[What needs to be done]: Give the data again exactly as written, skipping any pictures.

****************************************

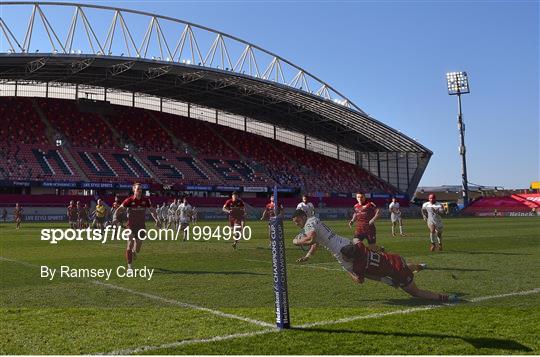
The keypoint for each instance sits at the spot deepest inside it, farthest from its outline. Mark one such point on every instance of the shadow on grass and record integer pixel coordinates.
(203, 272)
(486, 253)
(476, 342)
(413, 302)
(455, 269)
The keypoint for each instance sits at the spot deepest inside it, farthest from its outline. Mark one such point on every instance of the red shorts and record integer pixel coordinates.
(135, 233)
(235, 221)
(366, 233)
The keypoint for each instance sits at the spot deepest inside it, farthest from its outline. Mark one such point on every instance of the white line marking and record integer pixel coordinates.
(297, 265)
(189, 342)
(414, 309)
(262, 323)
(314, 324)
(183, 304)
(163, 299)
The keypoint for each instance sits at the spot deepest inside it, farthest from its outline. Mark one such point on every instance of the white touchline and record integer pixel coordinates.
(313, 324)
(163, 299)
(266, 324)
(311, 265)
(414, 309)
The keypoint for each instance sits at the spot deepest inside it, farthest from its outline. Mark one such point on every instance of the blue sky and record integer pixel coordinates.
(390, 58)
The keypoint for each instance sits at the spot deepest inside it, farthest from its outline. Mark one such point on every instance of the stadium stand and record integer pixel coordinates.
(163, 148)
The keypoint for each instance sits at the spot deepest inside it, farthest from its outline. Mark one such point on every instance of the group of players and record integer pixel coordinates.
(359, 261)
(372, 262)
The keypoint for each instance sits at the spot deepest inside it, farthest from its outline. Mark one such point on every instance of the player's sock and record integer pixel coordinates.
(129, 256)
(443, 297)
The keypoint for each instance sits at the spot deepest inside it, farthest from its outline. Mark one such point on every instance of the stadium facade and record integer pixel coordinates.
(96, 55)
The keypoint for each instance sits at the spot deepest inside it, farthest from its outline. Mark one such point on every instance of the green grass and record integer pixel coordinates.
(482, 257)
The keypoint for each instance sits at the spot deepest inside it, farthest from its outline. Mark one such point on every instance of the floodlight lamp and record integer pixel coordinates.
(457, 83)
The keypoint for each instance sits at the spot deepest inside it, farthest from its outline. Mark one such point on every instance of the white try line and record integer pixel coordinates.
(162, 299)
(313, 266)
(313, 324)
(183, 304)
(189, 342)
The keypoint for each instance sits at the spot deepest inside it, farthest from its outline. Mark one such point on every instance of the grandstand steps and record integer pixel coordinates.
(232, 147)
(248, 161)
(177, 142)
(146, 168)
(73, 162)
(50, 132)
(115, 133)
(183, 146)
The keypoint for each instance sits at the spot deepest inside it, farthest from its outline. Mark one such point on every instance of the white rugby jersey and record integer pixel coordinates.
(328, 239)
(184, 212)
(433, 212)
(394, 208)
(307, 207)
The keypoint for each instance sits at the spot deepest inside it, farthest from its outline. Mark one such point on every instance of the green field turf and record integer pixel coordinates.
(483, 257)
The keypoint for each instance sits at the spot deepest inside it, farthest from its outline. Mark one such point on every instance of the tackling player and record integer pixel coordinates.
(306, 206)
(100, 214)
(365, 215)
(72, 215)
(136, 206)
(431, 211)
(236, 210)
(315, 233)
(118, 218)
(17, 214)
(388, 268)
(171, 214)
(185, 215)
(395, 217)
(360, 262)
(269, 212)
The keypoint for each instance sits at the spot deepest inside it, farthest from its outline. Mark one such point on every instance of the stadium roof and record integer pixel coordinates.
(211, 80)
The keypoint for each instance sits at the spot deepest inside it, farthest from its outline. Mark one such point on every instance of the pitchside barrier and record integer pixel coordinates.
(279, 267)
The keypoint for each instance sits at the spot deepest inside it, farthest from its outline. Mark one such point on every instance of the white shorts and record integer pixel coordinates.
(437, 225)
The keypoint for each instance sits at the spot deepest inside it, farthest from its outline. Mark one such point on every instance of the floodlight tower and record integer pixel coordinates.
(458, 84)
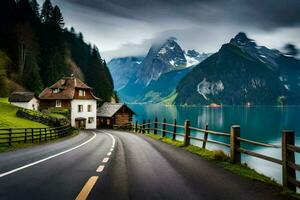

****************************************

[Answer to the problem]:
The keypoint for each instance sits at the spot deepest inside it, farthest from its outline. Mark one such point on every instance of the shadow on grass and record integer pixel coordinates.
(203, 272)
(486, 253)
(476, 342)
(413, 302)
(455, 269)
The keypoint for each instance sits at the spot deepest inside it, farthest from its outline. Mark one such point on every instance of the red shorts and record integer pixel coordinates.
(135, 233)
(235, 221)
(366, 233)
The keypoint for each instance sits at the spot deepest inside it, farthest from its outline. Mark one such point on every instance of the white line marking and record integer pixel coordinates.
(297, 265)
(189, 342)
(414, 309)
(262, 323)
(314, 324)
(183, 304)
(163, 299)
The keypoint for each instance sits at the spot deepest inside it, farthest from its outline. Mark one such point on every instance of the white touchline and record integer pixel coordinates.
(313, 324)
(163, 299)
(266, 324)
(311, 265)
(414, 309)
The keypoint for each instance sits at the spot deepest inside it, farthest from its outline. Mark one such point on every instance of the blue sky and record integer pixel coordinates.
(390, 58)
The keypoint for each instance sits at the spot deepest inside it, farthest from its outline. Mark one such point on every instance of the stadium stand and record integer pixel coordinates.
(163, 148)
The keypoint for each instance sits at the spot deepest inside it, farthest from its outline. Mark one such point on every instance of the group of players and record integer pixel coordinates.
(359, 261)
(372, 262)
The keypoint for each instance sits at the spot deepest inside it, farthest from its outline. Mark one such point on every instance of the player's sock and record integer pixel coordinates.
(129, 256)
(443, 297)
The keypoint for each instance sits at the spot deepest inside it, farthest from its outline. Mark one such point on every instance of the stadium facade and record integer pixel coordinates.
(96, 55)
The keypoint for each instance sits at the spot deepest inside it, farthest from its outline. Mark one such point on every instance of the green grass and record integer pixel coordinates.
(482, 257)
The keypoint for each instance sits at the spot deepest inside it, farthest from its outline. Mark one such point on every instance of the floodlight lamp and record integer pixel coordinates.
(457, 83)
The keypoint for each instance sits at the spot deepest inside it, farthest from its outline. Mark one such point on every instance of the white try line and record integer pixel coordinates.
(162, 299)
(313, 266)
(313, 324)
(183, 304)
(189, 342)
The keypoint for each instance sits at the spot deepest inside it, farthest from its outline. Mark one such point on every instance of the grandstand steps and record integer pixel coordinates.
(232, 147)
(248, 161)
(177, 142)
(146, 168)
(73, 162)
(50, 132)
(115, 133)
(183, 146)
The keypoint for each instance sits at the spot deepest inside it, farthest from its outline. Mark one such point on every instance of the white rugby jersey and record integer pixel coordinates.
(328, 239)
(184, 212)
(433, 212)
(394, 208)
(307, 207)
The keypoint for each instance sits at the spot deepest inside it, farthest from its outline. Mark one such point on every instance of the green field turf and record integer pixel coordinates.
(483, 257)
The keypoint for each instance sits at the spot deepest inside it, farthest from its outline. Mark one such point on every instance of the tackling player and record integer pixel coordinates.
(306, 206)
(100, 214)
(365, 215)
(72, 215)
(136, 206)
(431, 211)
(236, 210)
(315, 233)
(118, 218)
(17, 214)
(388, 268)
(171, 214)
(185, 215)
(395, 217)
(360, 262)
(269, 212)
The keypoint for each instance sits at the spot deepest inside it, farthest from its outline. Mark one such point on every instance of the stadium roof and record integer pixel coordinates.
(211, 80)
The keypoint for each instance sits at the spot deepest inside it, farthest from its outline. Mark one such point on every instance of the pitchside barrier and record integer pixel coordinates.
(279, 267)
The keypoint for each instance sits at the spot deepest inside it, farthest from its outline. Mark one such point on every instance of the white shorts and record integer pixel coordinates.
(437, 225)
The keypoint for each instance sits at the spot deepest inside it, farthest from its outline. Mark one such point on every instance of the floodlight tower and record integer pixel coordinates.
(458, 84)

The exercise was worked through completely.